» **Written request 1**:
Please reproduce the Darfur article from the words "The talks ended" through the words "that will hold.", swapping "ceasefire" for "truce".
» **Written request 2**:
In the Darfur article, why does the U.N.-AU mediation team say it is not to blame for the rebels being stuck in Juba?

January 30, 2008 (JUBA, Sudan) — A Darfur rebel group said that the U.N.-African Union mission in Sudan was refusing to return them to their areas in the west of the country following unity talks in Juba, the southern capital.

Ahmed Abdelshafi
Ahmed Abdelshafi
The Sudan Liberation Army (SLA) faction led by Ahmed Abdel Shafi also said it rejected the peace process led by U.N. and AU envoys Jan Eliasson and Salim Ahmed Salim.

The SLA said the rebel factions needed to hold unity meetings in Darfur before any further talks outside the country.

Shafi said they had been talking night and day to the U.N. and African Union, giving them lists of commanders and coordinates to return them to in Sudan’s west. But they had been stuck in Juba since the unity talks ended on December 14.

“They say they are looking for permission from the authorities and we told them clearly that for Darfur we don’t need permission from Khartoum because we are going to Darfur and to our areas,” he said on Tuesday.

The U.N.-AU mediation team denied they were to blame, saying the rebels had given some wrong coordinates and officials were in Juba to deal with the correct coordinates.

“We are working on those coordinates to get the clearance, flight details and all the nitty gritty,” said spokesman George Ola-Davies. “It’s not an easy task.”

The talks ended with many individual commanders coming under Shafie’s leadership. But other factions also consolidated, leaving five main groups.

Mediators want all groups to attend talks to agree a ceasefire that will hold.

International experts estimate some 200,000 have died and 2.5 million been driven from their homes in almost five years of rebellion. Khartoum says Western media exaggerated the conflict and puts the death toll at 9,000.

» **Dataset records**:
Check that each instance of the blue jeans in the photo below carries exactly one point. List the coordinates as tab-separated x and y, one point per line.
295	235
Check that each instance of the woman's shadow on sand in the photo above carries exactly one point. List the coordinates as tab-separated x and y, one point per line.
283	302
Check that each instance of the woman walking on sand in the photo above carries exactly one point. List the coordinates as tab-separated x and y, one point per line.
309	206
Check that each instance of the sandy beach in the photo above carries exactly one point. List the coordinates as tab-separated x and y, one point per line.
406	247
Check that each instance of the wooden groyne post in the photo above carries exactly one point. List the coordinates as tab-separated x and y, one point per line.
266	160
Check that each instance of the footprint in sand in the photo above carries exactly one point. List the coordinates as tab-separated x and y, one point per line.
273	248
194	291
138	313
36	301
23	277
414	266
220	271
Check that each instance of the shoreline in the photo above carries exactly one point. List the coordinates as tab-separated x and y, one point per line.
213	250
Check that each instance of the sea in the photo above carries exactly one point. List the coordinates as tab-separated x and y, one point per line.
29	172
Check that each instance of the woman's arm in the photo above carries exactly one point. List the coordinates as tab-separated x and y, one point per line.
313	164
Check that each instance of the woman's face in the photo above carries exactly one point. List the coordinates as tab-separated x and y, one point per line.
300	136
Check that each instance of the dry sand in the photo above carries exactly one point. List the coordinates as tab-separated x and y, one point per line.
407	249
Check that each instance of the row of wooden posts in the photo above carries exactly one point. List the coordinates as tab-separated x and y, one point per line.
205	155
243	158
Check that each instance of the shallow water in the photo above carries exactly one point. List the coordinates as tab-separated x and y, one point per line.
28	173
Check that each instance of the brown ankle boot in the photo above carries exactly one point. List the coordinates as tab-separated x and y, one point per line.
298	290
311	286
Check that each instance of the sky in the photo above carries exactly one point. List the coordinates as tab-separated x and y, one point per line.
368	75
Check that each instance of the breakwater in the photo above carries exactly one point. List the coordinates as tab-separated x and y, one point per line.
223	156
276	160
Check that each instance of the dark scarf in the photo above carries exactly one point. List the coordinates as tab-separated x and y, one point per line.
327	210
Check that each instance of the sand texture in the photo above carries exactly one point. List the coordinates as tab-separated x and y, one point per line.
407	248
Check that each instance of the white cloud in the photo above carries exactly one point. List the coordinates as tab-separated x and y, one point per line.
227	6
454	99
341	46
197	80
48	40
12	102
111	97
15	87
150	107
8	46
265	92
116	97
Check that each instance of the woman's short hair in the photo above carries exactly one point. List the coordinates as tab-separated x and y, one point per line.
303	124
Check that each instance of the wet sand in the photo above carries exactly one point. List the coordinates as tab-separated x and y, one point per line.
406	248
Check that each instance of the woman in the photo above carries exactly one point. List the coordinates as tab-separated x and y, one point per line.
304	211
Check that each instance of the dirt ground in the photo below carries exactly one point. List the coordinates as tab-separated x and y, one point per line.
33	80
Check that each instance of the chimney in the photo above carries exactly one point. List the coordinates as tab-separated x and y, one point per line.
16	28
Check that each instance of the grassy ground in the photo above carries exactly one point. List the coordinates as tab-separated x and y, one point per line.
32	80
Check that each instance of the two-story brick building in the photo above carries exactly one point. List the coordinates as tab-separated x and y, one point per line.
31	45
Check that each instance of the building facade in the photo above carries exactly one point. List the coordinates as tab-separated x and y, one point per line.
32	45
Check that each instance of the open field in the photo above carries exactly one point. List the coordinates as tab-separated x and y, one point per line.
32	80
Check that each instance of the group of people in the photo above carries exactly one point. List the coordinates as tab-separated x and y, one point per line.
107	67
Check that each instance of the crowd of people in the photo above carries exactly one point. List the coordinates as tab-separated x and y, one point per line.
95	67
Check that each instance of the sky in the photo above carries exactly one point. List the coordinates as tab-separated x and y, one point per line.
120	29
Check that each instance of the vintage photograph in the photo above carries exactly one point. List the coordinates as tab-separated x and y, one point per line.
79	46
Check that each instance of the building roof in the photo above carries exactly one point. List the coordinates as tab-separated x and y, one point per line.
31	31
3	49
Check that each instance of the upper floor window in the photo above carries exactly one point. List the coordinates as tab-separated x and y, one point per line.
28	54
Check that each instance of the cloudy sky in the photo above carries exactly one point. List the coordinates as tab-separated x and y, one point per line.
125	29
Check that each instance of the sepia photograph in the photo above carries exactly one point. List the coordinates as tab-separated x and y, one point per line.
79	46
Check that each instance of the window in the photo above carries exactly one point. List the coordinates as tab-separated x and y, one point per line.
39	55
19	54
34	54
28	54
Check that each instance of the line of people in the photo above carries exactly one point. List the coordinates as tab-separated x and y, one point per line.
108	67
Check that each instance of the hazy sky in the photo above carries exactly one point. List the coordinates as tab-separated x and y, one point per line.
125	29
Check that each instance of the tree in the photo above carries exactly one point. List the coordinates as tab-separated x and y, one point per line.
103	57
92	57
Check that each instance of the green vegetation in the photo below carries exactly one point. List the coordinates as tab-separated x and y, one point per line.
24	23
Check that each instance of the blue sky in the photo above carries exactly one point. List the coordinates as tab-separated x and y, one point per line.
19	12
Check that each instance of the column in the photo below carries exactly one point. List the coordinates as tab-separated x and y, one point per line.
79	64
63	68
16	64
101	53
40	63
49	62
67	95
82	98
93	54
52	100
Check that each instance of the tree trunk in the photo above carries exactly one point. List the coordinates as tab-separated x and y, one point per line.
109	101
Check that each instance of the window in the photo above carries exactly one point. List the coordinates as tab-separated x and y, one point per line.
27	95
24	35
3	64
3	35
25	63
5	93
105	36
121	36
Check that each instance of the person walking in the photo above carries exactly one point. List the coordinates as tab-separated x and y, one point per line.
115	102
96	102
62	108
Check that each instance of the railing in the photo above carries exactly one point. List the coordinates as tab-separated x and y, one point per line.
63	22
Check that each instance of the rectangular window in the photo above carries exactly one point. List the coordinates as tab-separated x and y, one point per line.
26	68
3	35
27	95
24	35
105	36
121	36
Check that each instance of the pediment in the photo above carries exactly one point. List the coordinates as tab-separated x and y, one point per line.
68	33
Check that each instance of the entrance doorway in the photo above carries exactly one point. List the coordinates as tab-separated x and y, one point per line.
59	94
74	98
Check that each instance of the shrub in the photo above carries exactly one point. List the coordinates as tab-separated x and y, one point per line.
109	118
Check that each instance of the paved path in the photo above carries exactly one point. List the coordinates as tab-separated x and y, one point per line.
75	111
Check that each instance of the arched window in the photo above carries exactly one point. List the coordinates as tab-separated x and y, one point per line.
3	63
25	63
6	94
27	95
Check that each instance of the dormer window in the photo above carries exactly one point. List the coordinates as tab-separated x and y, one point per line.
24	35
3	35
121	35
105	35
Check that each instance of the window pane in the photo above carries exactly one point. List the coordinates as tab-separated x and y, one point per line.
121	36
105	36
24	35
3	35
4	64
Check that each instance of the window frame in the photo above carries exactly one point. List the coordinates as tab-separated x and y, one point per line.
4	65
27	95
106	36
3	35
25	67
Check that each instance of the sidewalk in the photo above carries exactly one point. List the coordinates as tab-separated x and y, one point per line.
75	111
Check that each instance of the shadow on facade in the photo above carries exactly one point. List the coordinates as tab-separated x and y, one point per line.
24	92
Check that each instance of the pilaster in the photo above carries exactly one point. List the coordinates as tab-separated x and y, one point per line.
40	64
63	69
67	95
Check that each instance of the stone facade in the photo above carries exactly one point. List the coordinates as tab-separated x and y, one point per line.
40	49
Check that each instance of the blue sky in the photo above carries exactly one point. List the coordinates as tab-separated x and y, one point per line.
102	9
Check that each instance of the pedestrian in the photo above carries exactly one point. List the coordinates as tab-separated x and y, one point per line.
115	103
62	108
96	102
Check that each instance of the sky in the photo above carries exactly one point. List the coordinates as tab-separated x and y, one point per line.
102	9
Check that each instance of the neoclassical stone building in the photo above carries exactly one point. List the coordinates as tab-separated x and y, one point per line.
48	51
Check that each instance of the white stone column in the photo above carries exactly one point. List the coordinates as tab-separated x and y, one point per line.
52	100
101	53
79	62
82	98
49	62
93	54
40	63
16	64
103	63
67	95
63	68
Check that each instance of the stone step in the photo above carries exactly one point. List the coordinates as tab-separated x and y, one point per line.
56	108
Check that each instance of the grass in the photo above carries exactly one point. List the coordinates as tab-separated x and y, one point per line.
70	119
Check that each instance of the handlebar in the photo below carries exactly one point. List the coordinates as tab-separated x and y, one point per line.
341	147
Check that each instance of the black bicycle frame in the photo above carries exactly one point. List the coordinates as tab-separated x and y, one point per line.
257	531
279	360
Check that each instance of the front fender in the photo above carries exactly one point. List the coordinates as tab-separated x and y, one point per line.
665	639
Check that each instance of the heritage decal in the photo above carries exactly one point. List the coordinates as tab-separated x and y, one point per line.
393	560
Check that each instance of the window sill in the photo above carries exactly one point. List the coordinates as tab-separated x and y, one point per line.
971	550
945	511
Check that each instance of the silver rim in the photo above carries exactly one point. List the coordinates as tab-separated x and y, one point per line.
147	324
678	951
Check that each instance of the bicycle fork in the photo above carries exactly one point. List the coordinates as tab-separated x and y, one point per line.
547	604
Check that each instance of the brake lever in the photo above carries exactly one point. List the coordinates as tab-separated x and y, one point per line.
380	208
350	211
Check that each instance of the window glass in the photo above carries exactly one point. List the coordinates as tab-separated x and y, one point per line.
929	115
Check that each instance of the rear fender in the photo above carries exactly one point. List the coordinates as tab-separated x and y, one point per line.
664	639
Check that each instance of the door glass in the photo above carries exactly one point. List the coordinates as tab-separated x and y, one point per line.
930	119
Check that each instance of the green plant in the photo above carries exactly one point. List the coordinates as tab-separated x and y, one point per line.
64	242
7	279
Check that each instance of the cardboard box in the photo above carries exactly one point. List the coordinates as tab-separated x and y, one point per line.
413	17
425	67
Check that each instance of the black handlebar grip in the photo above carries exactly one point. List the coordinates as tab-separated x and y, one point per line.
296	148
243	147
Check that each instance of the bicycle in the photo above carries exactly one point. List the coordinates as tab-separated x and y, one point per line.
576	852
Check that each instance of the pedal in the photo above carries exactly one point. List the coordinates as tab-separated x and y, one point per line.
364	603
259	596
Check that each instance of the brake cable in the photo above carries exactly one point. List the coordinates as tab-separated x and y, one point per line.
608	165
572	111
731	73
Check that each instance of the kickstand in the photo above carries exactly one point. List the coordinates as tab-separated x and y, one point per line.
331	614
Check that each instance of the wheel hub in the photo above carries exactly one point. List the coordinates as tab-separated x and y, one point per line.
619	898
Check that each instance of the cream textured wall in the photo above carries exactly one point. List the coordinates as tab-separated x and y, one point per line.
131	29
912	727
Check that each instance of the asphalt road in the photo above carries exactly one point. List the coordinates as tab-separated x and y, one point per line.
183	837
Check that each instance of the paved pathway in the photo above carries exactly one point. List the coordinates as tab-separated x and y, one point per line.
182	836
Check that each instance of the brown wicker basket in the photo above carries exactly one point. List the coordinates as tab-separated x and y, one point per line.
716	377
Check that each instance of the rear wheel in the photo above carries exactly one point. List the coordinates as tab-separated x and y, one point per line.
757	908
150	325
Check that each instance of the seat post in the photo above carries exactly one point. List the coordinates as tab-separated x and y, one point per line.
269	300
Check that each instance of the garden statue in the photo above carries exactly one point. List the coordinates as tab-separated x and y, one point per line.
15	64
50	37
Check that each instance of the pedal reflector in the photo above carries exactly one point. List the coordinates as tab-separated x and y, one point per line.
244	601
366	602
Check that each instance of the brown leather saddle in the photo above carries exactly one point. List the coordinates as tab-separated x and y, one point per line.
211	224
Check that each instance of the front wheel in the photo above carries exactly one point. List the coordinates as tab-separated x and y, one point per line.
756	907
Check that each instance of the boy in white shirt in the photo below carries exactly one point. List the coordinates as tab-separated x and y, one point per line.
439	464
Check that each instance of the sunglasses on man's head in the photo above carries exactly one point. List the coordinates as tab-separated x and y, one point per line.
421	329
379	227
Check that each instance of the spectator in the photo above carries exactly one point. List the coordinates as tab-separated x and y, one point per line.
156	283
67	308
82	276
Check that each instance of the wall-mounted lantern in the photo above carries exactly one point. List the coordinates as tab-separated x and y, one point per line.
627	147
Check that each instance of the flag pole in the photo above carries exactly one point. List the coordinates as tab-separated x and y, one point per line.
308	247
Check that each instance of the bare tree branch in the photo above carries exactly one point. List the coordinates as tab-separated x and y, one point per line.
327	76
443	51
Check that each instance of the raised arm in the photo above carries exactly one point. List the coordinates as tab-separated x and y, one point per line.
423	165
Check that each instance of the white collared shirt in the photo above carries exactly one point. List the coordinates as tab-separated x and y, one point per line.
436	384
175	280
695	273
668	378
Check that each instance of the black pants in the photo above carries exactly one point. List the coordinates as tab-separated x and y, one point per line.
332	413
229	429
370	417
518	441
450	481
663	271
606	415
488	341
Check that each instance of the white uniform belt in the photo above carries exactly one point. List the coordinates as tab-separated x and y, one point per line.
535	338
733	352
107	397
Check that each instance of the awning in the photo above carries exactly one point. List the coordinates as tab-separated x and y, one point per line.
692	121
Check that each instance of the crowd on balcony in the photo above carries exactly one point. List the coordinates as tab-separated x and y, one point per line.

» **Worked solution 1**:
The talks ended with many individual commanders coming under Shafie’s leadership. But other factions also consolidated, leaving five main groups.

Mediators want all groups to attend talks to agree a truce that will hold.

» **Worked solution 2**:
The team says the rebels gave some wrong coordinates, and officials are in Juba to deal with the correct ones. A spokesman says they are working on those coordinates to get the clearance, flight details and other arrangements.